Work request
Your answer should be the data below, reproduced with nothing changed.

Input data
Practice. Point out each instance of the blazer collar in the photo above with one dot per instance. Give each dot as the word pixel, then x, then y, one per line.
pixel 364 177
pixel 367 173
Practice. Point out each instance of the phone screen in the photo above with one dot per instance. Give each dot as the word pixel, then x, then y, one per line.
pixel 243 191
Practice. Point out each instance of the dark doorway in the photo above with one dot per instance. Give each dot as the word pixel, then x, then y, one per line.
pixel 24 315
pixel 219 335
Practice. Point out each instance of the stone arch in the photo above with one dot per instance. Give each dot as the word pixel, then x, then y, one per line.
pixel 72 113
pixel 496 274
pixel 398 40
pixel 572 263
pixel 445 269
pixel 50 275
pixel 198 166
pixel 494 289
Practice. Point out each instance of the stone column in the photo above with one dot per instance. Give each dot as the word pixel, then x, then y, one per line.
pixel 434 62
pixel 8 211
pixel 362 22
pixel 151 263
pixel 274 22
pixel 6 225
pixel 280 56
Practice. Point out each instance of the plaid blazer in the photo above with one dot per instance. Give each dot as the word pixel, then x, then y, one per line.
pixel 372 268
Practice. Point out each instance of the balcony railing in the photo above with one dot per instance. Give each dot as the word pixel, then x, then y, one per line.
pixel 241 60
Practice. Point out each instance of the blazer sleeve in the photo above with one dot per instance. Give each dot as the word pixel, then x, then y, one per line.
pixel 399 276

Task answer
Practice. Point out each instance of the blazer collar in the photo above with one dot per instance. Give each dot as the word pixel, then x, then y, one per line.
pixel 364 177
pixel 367 173
Practice. Point out each instance of the phone screen in the photo above with one dot per instance. Give each dot as the word pixel, then x, then y, one per line.
pixel 243 191
Practice. Point out each instance of the dark doorway in the photo above with one dot per instance. Give each dot as the word pixel, then x, then y, one per line.
pixel 24 315
pixel 219 335
Practice. Point out each instance of the stone arch in the photo above with one dot per instance. Give each dot as the word pixel, then x, then y, one per line.
pixel 72 113
pixel 496 274
pixel 398 40
pixel 572 263
pixel 445 269
pixel 50 275
pixel 198 166
pixel 494 289
Practice. Point out each instance of the stone column in the photo above with one dot per instance. Give each dot as the word pixel, then x, then y, one per line.
pixel 434 62
pixel 8 211
pixel 362 22
pixel 151 263
pixel 274 22
pixel 6 225
pixel 280 56
Practice. Point out each instance of the plaid blazer in the photo above with one dot per instance. Give each dot as the word pixel, then x, then y, one per line.
pixel 372 268
Practice. Point out each instance of the balcony railing in the photo above with one dot per instance. Give each dot as the word pixel, then x, then y, one per line.
pixel 241 60
Practice. Point out each instance of the blazer sleeve in the photo above with one dot per instance. Give each dot as the word pixel, then x, then y, one per line.
pixel 399 276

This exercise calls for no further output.